═════ Teks Bacaan

Oleh: Syahrati, S.HI, M.Si

Dosen Prodi Ekonomi Syariah IAI Al-Aziziyah

Indonesia dikenal negara agraris yang sebagian besar penduduknya memiliki mata pencaharian sebagai petani. Petani adalah mata pencaharian mayoritas masyarakat Indonesia didukung oleh subur tanahnya yang menghasilkan bermacam sayuran dan buah-buahan. Bahkan, syair lagu menyebutkan, "tongkat, kayu, dan batu jadi tanaman,"  mewakili tanah Indonesia yang subur. 

Namun, realitasnya berbanding terbalik. Indonesia saat ini belum mampu memenuhi kebutuhan pangannya sendiri. Ironi besar bagi Indonesia yang dikenal kekayaan sumber daya alamnya meruah, namun dibanjiri impor pangan. Selain mengabaikan potensi dan kekayaan sumber daya lokal, impor pangan bisa menjadi ancaman bagi stabilitas nasional dan membuat petani hidup semakin jauh dari sejahtera. Impor pangan telah mematikan martabat petani Indonesia.

Melansir data Badan Pusat Statistik (BPS), periode Januari-Juni 2022 Indonesia tercatat mengimpor komoditas pangan seperti beras, cabai, bawang putih, kedelai, jagung, garam, lada, kentang, telur dan tembakau. Bahkan, lembu salah satu komoditas pangan lainnya yang impornya melonjak dengan volume impor pada April 2022 mencapai 15.632,3 ton. 

Indonesia yang harus memenuhi kebutuhan pangan nasional untuk 267 juta penduduk, perlu menjadi perhatian serius. Dengan jumlah penduduk yang cukup besar dan terus berkembang, dengan pertumbuhan 1,26 persen per tahun, sektor pertanian diharapkan mampu memenuhi kebutuhan pangan yang cukup besar dalam jumlah, keragaman dan mutunya.

Dalam kaitan ini, ketahanan pangan merupakan basis ketahanan ekonomi, bahkan bagi ketahanan nasional suatu negara yang berdaulat. Arti penting ketahanan pangan tersebut juga perlu ditambahkan, bahwa ketahanan pangan memegang posisi strategis dalam menjaga keutuhan, integritas, dan loyalitas kehidupan berbangsa dan bertanah air, sebab masyarakat akan tetap loyal dan setia kepada negara jika pemenuhan kebutuhannya terpenuhi secara merata, adil dan proporsional.

══════════
═════ Butir Data

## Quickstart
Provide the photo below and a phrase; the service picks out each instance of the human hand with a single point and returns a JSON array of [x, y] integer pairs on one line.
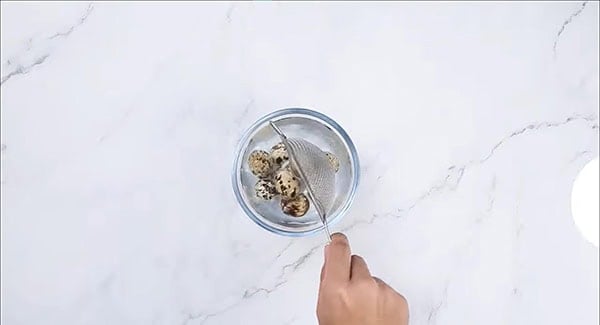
[[349, 295]]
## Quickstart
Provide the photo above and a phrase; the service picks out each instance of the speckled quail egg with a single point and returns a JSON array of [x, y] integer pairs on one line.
[[295, 207], [265, 189], [260, 163], [286, 183], [279, 154], [333, 161]]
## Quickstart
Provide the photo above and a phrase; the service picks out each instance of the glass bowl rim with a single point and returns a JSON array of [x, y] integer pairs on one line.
[[235, 177]]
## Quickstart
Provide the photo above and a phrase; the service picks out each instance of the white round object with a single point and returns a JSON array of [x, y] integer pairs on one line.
[[584, 202]]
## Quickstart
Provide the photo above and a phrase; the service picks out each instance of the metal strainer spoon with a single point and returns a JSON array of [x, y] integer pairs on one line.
[[314, 170]]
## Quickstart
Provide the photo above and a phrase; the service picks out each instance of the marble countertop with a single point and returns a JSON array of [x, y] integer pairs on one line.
[[119, 123]]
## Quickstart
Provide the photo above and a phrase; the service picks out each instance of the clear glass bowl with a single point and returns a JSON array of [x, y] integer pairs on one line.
[[295, 123]]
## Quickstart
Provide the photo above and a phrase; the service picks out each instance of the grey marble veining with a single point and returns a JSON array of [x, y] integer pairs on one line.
[[119, 124]]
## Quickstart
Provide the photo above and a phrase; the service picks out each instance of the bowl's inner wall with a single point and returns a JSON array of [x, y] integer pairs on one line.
[[315, 131]]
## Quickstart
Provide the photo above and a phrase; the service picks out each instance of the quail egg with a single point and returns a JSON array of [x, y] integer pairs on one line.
[[295, 207], [265, 189], [279, 154], [333, 161], [260, 163], [286, 183]]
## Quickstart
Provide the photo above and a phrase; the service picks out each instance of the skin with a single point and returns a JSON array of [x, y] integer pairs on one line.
[[350, 295]]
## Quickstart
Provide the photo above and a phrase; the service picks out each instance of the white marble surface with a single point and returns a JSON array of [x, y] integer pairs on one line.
[[119, 123]]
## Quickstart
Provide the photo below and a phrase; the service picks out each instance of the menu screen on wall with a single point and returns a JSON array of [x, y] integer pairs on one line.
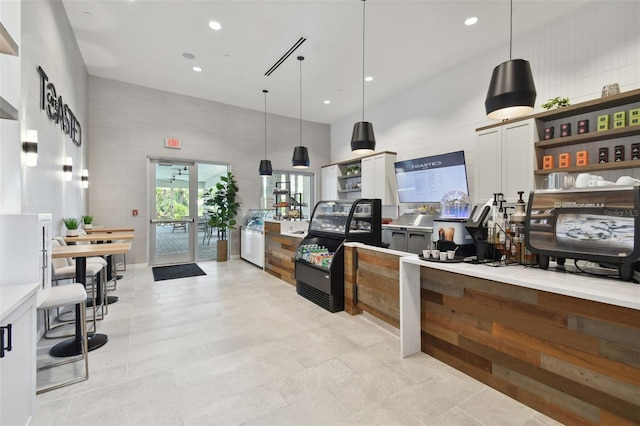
[[428, 179]]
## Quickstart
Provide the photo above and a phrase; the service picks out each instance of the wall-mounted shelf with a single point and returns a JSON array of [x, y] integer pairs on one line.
[[7, 111], [593, 167], [7, 45], [589, 137]]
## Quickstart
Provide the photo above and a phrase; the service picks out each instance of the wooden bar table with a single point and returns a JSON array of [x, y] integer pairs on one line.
[[107, 230], [105, 237], [72, 347]]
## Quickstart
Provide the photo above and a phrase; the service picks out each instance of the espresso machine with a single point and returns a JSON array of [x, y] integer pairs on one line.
[[597, 224]]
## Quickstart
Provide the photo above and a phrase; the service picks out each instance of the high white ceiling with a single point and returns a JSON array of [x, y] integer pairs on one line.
[[407, 42]]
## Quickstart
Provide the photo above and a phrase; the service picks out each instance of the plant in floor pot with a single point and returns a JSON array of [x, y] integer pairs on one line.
[[71, 223], [221, 200], [87, 221]]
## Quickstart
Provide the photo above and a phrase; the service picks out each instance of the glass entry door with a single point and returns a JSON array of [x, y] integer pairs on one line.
[[179, 230], [173, 212]]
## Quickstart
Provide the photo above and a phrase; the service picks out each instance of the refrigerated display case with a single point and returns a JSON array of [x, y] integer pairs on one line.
[[319, 265], [252, 235]]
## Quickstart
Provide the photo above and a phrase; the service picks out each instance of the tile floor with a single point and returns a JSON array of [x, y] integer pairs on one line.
[[238, 346]]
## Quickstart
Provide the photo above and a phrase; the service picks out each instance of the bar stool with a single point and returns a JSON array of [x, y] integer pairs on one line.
[[64, 295]]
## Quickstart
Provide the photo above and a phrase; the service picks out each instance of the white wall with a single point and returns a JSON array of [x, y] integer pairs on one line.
[[573, 57], [48, 41], [128, 124], [10, 140]]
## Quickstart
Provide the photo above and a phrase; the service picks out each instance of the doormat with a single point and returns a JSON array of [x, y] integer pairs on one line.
[[161, 273]]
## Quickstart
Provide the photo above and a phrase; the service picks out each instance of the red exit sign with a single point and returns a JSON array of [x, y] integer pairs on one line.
[[172, 143]]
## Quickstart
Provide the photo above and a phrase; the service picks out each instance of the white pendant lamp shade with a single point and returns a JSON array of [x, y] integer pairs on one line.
[[512, 92], [300, 158], [363, 140], [265, 165]]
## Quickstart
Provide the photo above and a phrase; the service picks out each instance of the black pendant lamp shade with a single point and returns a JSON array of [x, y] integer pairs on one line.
[[363, 139], [300, 158], [265, 165], [512, 92], [265, 168]]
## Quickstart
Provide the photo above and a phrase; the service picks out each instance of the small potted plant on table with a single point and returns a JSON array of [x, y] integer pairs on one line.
[[87, 221], [71, 223]]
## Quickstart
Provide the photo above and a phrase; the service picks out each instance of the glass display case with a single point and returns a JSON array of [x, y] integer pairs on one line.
[[252, 235], [319, 258]]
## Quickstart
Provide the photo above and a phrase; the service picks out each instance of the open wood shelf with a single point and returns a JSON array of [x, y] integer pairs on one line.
[[598, 104], [589, 137], [8, 46], [592, 167]]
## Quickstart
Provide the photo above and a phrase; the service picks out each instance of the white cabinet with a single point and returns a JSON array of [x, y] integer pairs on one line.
[[18, 365], [378, 178], [329, 179], [27, 262], [505, 160]]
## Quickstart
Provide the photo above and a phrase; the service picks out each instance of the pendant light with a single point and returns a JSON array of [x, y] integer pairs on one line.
[[512, 92], [265, 165], [300, 154], [363, 141]]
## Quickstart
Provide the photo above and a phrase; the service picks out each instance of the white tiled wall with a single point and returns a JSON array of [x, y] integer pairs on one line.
[[573, 57], [128, 124]]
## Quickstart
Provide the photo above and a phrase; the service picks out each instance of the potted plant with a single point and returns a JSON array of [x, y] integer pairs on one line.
[[558, 102], [221, 200], [71, 223], [87, 221]]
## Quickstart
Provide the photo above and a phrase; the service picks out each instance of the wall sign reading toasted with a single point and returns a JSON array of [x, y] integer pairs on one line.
[[57, 110]]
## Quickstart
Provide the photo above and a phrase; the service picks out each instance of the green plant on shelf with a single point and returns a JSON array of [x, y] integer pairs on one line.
[[558, 102], [71, 223]]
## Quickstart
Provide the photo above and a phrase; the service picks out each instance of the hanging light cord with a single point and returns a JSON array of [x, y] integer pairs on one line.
[[364, 5], [510, 29], [300, 58], [265, 123]]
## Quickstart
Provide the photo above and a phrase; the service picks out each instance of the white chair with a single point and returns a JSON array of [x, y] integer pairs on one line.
[[60, 296], [62, 270]]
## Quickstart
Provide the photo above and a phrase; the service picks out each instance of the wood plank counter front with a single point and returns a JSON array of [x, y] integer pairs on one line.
[[566, 345]]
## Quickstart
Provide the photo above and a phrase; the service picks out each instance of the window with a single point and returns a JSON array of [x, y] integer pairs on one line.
[[300, 187]]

══════════

== Perintah Tertulis A ==
Sebutkan semua hal yang menurut teks tentang impor pangan dijaga oleh ketahanan pangan dalam kehidupan berbangsa dan bertanah air.
== Perintah Tertulis B ==
Menurut teks tentang impor pangan, berapa volume impor lembu pada April 2022?
== Perintah Tertulis C ==
Tolong teruskan teks tentang impor pangan mulai setelah kalimat terakhirnya.

== Jawaban Tugas A ==
Keutuhan, integritas, dan loyalitas.

== Jawaban Tugas B ==
15.632,3 ton.

== Jawaban Tugas C ==
Kondisi ketahanan pangan yang tangguh dicirikan dengan semakin menurunnya jumlah rumah tangga miskin, berkurangnya kasus kelaparan, gizi buruk, angka kematian bayi, serta meningkatnya Human Development Index (HDI) daerah.  Ketahanan pangan merupakan pilar yang menggambarkan eksistensi dan kedaulatan suatu negara, memerlukan peran seluruh komponen bangsa, baik masyarakat maupun pemerintah. 

Penggunaan dana desa 

Untuk mendukung program ketahanan pangan Indonesia, pemerintah telah  memprioritaskan  penggunaan dana desa tahun 2022 sebesar 13,6 triliun dari pagu 68 triliun. Indonesia sebagai negara yang memiliki sumber daya alam melimpah dan budaya agraris mutlak harus memenuhi kebutuhan bahan pangan dari pertaniannya sendiri. Untuk mencapai tujuan tersebut, dibutuhkan arah kebijakan pembangunan desa yang fokus dengan mempertimbangkan potensi dan kebutuhan warga desa dalam mengelola  20% anggaran ketahanan pangan, agar tepat guna dan tepat sasaran. 

Dalam pelaksanaannya, jarang sekali program pemberdayaan, termasuk menguatkan ketahanan pangan yang mempertimbangkan data potensi masing-masing wilayah. Alhasil, anggaran yang seharusnya berdaya guna menjadi tidak berguna. Dengan pemetaan potensi yang matang, diharapkan tercipta lapangan kerja baru dan nilai tambah produk pangan. 

Selanjutnya, masalah kualitas SDM perangkat aparatur pemerintahan desa dan petani di desa tentang ketahanan pangan harus menjadi agenda besar segera diselesaikan demi mewujudkan ketahanan pangan berkelanjutan.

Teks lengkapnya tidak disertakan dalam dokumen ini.